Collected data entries

· · · · · · ·

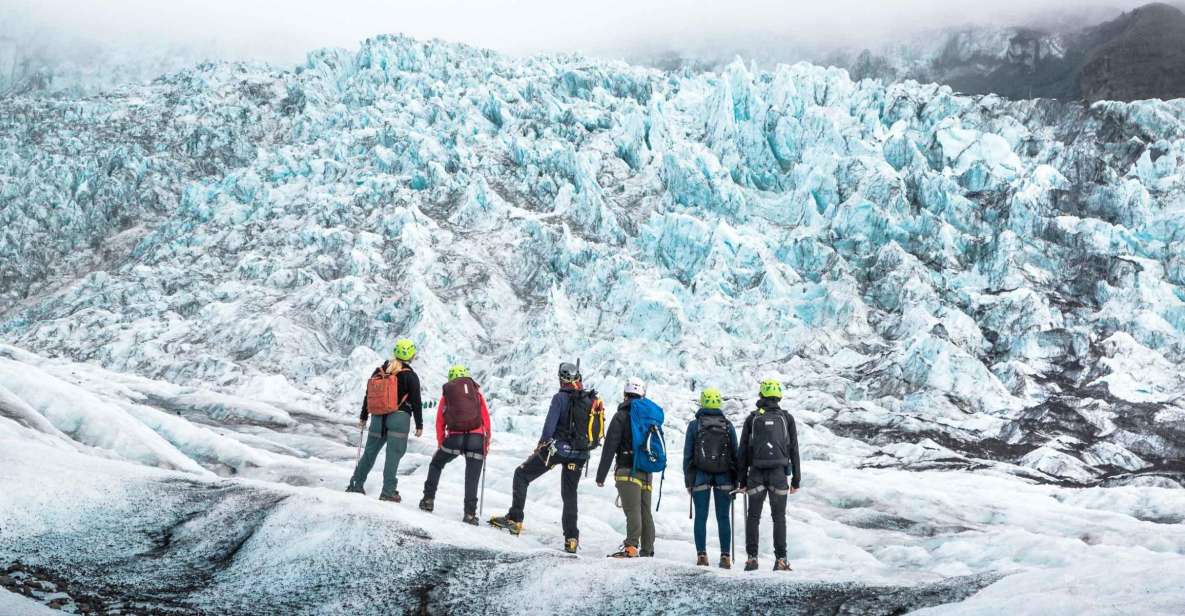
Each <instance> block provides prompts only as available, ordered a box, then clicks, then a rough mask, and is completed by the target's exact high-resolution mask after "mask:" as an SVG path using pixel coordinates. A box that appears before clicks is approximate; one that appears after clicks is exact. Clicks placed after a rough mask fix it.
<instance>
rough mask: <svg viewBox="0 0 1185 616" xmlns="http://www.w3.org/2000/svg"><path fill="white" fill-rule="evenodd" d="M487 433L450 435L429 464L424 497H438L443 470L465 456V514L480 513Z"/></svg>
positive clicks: (445, 439)
mask: <svg viewBox="0 0 1185 616" xmlns="http://www.w3.org/2000/svg"><path fill="white" fill-rule="evenodd" d="M485 449H486V435H482V434H476V432H469V434H461V435H449V436H448V437H446V438H444V443H443V444H442V445H441V448H440V449H437V450H436V455H434V456H433V461H431V463H429V464H428V480H427V481H424V498H425V499H435V498H436V486H437V485H438V483H440V481H441V471H442V470H444V464H448V463H449V462H451V461H453V460H455V458H456V456H465V514H466V515H475V514H476V513H478V481H480V480H481V466H482V464H483V463H485V462H486V455H485Z"/></svg>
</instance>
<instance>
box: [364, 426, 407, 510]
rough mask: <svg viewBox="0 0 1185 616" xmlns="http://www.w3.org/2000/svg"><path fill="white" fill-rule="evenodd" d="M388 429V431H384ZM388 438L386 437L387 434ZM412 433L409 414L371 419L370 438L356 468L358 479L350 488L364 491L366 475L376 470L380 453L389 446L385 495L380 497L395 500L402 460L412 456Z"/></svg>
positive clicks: (385, 488) (398, 482) (386, 449)
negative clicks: (374, 461) (375, 462)
mask: <svg viewBox="0 0 1185 616" xmlns="http://www.w3.org/2000/svg"><path fill="white" fill-rule="evenodd" d="M384 428H385V430H384ZM384 431H385V432H386V436H385V437H384V436H383V432H384ZM409 431H411V415H410V413H406V412H393V413H391V415H382V416H371V429H370V435H369V436H367V437H366V450H365V451H363V457H361V458H360V460H359V461H358V466H357V467H355V468H354V476H353V477H352V479H351V480H350V488H351V489H358V490H361V489H363V486H364V485H365V483H366V475H370V469H371V468H373V467H374V460H376V458H377V457H378V453H379V450H380V449H383V445H386V462H385V463H384V464H383V492H382V494H380V496H386V498H392V496H395V494H396V493H397V492H398V490H397V489H396V488H398V487H399V477H398V476H397V475H396V474H397V473H398V471H399V460H402V458H403V454H406V453H408V432H409Z"/></svg>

· · · · · · ·

**Your goal**
Look over the records. Copy the lines that include the word "rough".

**Solved exercise**
Each <instance> block provides prompts only as available, ordered a box, then clicks, then a rough mask, and is completed by the target's exact high-resolution mask after "mask:" as an SVG path using pixel coordinates. A box that appears before clicks is approximate; one that appears after clicks is exact. Clicks placed after a rough mask fix it.
rough mask: <svg viewBox="0 0 1185 616" xmlns="http://www.w3.org/2000/svg"><path fill="white" fill-rule="evenodd" d="M487 433L450 435L429 464L424 497H438L443 470L465 456V514L480 513Z"/></svg>
rough mask: <svg viewBox="0 0 1185 616" xmlns="http://www.w3.org/2000/svg"><path fill="white" fill-rule="evenodd" d="M388 429V431H384ZM388 438L386 437L387 434ZM412 433L409 414L371 419L370 438L356 468L358 479L350 488L364 491L366 475L376 470L380 453L389 446L385 495L380 497L395 500L402 460L412 456Z"/></svg>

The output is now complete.